What the task asks ▸ Beginning at the line containing "Target: tan marking above eye" and continuing to the end of the records below, give each line again exactly as it stands, and only those lines.

Data extract ▸
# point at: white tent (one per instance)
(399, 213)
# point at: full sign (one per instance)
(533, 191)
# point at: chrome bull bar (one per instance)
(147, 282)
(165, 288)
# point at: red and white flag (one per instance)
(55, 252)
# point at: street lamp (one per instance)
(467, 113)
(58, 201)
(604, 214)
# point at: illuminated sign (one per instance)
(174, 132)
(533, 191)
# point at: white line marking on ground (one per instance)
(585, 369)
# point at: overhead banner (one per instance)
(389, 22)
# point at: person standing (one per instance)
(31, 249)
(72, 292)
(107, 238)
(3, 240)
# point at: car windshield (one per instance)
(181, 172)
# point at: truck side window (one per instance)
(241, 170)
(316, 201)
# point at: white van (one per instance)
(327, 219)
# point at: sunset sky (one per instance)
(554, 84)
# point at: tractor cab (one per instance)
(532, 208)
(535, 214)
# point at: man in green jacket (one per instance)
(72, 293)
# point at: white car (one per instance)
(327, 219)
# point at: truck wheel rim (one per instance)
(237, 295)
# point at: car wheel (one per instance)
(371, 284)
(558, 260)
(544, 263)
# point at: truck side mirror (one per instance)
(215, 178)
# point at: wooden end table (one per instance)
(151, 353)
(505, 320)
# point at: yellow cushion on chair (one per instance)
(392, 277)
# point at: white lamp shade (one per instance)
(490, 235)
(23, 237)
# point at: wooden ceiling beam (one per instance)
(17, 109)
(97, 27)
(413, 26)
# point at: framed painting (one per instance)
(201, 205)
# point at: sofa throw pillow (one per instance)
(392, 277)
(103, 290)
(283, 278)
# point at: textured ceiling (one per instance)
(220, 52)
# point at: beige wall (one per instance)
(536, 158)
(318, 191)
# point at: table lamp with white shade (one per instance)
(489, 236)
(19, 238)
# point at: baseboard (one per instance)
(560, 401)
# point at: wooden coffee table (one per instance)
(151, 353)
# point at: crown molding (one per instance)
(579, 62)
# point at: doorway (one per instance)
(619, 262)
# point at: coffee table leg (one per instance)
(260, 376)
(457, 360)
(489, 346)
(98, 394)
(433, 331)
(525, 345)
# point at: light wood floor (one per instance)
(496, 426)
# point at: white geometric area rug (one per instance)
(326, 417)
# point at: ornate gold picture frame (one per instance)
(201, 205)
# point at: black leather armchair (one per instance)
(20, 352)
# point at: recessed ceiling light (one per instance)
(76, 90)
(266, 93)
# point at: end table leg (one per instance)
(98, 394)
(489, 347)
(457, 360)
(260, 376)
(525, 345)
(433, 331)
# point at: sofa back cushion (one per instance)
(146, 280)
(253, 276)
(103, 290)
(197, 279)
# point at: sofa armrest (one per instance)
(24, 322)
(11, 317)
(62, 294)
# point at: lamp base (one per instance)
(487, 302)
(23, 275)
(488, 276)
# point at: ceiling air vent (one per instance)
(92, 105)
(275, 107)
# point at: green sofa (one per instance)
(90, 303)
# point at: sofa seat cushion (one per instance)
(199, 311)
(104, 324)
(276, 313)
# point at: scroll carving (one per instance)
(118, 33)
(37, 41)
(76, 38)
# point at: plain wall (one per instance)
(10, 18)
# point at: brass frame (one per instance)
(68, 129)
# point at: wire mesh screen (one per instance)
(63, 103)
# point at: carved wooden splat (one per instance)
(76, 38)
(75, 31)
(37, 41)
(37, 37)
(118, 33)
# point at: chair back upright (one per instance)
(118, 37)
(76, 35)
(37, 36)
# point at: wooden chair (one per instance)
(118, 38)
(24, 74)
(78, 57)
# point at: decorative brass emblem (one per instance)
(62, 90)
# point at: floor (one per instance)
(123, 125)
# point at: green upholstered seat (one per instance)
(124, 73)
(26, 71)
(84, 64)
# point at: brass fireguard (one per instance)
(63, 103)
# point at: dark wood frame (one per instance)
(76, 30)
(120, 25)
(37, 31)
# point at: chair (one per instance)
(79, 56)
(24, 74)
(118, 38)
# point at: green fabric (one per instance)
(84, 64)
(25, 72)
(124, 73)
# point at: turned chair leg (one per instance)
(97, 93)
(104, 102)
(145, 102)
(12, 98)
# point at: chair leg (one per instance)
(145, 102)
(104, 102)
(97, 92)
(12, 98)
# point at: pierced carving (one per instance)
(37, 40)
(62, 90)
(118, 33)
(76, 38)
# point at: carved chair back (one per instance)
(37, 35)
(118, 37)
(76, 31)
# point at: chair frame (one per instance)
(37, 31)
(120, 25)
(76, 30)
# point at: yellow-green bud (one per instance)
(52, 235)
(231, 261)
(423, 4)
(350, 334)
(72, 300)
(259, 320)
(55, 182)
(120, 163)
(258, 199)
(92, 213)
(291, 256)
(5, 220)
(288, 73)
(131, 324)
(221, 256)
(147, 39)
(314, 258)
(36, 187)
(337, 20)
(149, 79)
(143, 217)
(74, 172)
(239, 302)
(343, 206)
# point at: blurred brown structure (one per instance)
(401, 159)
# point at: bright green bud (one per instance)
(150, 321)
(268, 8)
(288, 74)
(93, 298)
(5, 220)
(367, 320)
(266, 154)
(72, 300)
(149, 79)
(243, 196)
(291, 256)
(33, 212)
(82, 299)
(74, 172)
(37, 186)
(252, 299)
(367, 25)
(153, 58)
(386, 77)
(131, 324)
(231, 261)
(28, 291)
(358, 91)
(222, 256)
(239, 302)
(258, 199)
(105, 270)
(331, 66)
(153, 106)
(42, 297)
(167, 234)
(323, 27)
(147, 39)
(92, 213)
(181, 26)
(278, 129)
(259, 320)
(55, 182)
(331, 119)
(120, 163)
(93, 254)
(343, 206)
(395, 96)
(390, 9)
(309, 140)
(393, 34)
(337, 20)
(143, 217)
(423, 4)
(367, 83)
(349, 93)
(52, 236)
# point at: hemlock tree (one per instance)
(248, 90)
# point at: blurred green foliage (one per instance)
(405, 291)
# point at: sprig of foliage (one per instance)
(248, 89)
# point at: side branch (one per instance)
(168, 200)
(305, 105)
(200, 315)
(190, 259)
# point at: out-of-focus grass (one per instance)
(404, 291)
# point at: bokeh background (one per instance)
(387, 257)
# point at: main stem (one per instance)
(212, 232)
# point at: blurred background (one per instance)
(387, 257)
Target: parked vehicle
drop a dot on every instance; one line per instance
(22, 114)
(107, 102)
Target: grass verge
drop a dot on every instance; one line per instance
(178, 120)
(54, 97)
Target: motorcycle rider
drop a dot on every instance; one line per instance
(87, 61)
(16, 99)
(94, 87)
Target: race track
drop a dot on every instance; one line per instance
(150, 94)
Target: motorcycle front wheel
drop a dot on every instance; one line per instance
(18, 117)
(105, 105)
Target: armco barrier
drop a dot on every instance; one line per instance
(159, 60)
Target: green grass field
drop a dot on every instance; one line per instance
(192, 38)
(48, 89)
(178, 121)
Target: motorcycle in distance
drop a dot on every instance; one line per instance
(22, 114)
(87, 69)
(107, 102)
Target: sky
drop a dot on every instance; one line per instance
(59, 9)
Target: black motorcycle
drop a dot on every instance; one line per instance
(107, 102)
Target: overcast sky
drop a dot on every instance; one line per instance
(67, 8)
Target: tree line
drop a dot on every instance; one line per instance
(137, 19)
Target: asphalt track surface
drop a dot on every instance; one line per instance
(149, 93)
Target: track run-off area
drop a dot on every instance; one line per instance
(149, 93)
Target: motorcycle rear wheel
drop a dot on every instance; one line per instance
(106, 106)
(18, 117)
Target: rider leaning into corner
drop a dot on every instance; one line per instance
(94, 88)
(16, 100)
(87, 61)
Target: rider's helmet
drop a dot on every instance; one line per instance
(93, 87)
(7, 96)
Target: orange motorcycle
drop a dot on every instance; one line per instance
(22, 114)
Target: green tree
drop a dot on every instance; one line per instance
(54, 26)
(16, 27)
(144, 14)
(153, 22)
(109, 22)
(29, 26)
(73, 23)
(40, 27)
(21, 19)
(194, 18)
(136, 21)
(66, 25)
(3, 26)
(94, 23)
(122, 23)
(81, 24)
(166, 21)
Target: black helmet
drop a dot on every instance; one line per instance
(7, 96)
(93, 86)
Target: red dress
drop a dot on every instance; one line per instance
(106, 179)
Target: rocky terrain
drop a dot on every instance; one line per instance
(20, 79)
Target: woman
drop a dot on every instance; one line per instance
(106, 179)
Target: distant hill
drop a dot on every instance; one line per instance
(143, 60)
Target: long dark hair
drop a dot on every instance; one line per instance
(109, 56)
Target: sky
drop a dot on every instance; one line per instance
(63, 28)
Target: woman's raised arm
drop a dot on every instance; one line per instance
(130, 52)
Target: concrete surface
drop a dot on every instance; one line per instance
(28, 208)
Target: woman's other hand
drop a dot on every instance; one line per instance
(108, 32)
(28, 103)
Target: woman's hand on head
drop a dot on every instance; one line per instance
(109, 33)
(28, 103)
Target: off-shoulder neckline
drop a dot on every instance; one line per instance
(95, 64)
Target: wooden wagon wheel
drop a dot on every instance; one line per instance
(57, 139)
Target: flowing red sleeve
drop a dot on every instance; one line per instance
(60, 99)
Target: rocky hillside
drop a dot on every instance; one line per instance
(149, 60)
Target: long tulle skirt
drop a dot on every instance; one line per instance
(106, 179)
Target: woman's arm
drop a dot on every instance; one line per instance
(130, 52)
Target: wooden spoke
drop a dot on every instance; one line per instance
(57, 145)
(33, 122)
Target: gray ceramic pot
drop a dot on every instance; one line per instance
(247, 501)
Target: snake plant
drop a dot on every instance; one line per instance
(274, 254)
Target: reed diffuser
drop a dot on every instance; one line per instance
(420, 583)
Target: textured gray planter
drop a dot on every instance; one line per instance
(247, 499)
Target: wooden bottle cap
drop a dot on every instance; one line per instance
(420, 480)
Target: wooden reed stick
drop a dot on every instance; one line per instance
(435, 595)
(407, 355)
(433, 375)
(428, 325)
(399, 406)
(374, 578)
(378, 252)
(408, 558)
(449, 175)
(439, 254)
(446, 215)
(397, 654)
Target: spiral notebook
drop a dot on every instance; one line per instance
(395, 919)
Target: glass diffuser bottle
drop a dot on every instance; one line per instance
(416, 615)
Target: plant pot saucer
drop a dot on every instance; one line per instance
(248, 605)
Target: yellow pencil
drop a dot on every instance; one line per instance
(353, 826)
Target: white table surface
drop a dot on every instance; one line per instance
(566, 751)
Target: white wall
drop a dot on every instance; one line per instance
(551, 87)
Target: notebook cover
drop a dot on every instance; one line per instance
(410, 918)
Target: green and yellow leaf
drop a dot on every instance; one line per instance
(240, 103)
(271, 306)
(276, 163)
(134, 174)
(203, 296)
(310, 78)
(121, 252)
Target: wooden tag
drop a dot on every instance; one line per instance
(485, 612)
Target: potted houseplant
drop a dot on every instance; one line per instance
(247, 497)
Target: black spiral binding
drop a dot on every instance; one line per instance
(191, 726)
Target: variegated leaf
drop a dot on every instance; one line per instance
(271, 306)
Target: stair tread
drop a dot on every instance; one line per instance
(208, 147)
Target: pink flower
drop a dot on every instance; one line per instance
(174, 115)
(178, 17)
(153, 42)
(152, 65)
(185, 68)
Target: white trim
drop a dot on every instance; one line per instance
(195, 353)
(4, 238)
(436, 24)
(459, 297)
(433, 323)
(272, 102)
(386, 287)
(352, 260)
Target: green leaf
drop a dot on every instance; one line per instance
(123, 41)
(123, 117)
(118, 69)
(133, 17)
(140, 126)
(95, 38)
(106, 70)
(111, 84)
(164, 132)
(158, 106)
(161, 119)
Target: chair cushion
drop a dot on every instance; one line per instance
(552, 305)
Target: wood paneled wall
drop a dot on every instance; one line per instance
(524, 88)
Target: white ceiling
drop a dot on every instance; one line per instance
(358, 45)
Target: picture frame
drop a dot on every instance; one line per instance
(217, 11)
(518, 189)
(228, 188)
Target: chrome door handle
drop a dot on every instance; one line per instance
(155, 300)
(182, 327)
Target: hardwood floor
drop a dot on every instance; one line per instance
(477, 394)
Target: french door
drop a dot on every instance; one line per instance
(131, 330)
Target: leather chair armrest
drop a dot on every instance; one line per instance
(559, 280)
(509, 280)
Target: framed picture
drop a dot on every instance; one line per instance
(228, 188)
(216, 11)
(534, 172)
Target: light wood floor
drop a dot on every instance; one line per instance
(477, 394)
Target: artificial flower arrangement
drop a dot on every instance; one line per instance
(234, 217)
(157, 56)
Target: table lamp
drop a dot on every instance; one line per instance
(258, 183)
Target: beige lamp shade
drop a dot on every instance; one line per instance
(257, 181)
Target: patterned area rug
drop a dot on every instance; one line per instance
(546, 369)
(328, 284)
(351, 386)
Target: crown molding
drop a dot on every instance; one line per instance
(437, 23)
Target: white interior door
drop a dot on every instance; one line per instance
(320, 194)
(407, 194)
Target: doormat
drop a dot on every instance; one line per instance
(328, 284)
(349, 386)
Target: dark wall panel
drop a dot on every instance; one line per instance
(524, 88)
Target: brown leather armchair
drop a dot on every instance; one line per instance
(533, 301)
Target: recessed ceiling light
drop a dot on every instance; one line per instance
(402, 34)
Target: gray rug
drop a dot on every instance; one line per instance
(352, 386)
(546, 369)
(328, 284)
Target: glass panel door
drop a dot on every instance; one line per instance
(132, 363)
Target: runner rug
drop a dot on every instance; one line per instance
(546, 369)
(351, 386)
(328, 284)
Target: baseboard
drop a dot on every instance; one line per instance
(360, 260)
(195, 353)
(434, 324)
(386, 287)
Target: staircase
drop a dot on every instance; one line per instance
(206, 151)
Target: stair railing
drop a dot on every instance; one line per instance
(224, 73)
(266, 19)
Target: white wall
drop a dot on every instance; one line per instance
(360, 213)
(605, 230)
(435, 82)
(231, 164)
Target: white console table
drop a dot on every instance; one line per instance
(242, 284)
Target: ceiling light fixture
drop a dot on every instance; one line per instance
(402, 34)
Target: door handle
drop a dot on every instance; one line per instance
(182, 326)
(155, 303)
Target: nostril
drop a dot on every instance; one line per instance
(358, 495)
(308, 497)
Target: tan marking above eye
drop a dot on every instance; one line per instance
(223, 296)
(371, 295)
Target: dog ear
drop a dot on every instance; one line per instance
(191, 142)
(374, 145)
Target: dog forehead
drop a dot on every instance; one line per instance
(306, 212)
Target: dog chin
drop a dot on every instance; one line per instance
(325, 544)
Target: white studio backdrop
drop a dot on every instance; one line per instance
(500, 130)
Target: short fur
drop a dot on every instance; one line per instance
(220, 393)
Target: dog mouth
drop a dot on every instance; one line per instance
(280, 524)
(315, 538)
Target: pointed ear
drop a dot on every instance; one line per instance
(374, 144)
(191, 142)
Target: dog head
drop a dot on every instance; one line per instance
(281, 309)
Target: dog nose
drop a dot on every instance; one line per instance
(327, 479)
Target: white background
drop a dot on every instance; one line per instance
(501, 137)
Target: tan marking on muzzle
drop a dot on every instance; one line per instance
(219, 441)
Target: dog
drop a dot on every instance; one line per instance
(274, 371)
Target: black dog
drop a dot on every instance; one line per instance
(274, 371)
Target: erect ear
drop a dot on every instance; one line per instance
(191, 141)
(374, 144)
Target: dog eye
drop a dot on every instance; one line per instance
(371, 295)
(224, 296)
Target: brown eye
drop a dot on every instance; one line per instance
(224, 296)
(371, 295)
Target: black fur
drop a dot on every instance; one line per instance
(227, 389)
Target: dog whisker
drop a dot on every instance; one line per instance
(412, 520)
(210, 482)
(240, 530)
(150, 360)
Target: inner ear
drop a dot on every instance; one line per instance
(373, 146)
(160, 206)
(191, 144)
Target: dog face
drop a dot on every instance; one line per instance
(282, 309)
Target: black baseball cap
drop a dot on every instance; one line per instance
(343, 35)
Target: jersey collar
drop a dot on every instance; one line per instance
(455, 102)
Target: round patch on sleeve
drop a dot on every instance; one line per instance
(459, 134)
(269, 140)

Exercise output ▸
Target: tan marking above eye
drop a dot on every instance; one line per instance
(223, 296)
(371, 295)
Target: dog ear
drop a dot on every instance; one line per instance
(191, 142)
(374, 145)
Target: dog forehead
drop a dot on every instance; one line per instance
(306, 212)
Target: dog chin
drop a dot on every instance; one line per instance
(325, 544)
Target: white studio backdrop
drop a dot on every instance; one line per instance
(500, 130)
Target: short fur
drop a dot on every instance; one line per instance
(220, 393)
Target: dog mouth
drop a dot on every instance; one line per instance
(280, 524)
(315, 538)
Target: pointed ear
drop a dot on every instance; one line per instance
(374, 144)
(191, 142)
Target: dog head
drop a dot on every instance; one line per instance
(281, 309)
Target: dog nose
drop a dot on every instance; one line per instance
(327, 479)
Target: white background
drop a dot on every instance; one line per instance
(501, 137)
Target: tan marking on muzzle
drop a dot on every instance; one line per instance
(219, 441)
Target: dog
drop a dot on every instance; one line per instance
(274, 371)
Target: black dog
drop a dot on every instance; one line per instance
(274, 371)
Target: erect ear
drop a dot on every instance; one line per instance
(191, 141)
(374, 144)
Target: dog eye
drop a dot on every instance; one line per instance
(371, 295)
(224, 296)
Target: brown eye
drop a dot on every instance; one line per instance
(224, 296)
(371, 295)
Target: black fur
drop a dot on every instance; one line per instance
(227, 389)
Target: dog whisker
drop a dot on every instance; one line per instance
(412, 520)
(210, 482)
(240, 530)
(150, 360)
Target: inner ear
drop a dot on every instance; one line per instance
(373, 146)
(160, 206)
(191, 144)
Target: dog face
drop a dot on every instance; one line per instance
(282, 309)
Target: black baseball cap
drop a dot on every instance; one line per instance
(343, 35)
Target: jersey collar
drop a dot on every instance; one line per instance
(455, 102)
Target: round patch on sleeve
drop a dot on every instance; one line per instance
(459, 134)
(269, 140)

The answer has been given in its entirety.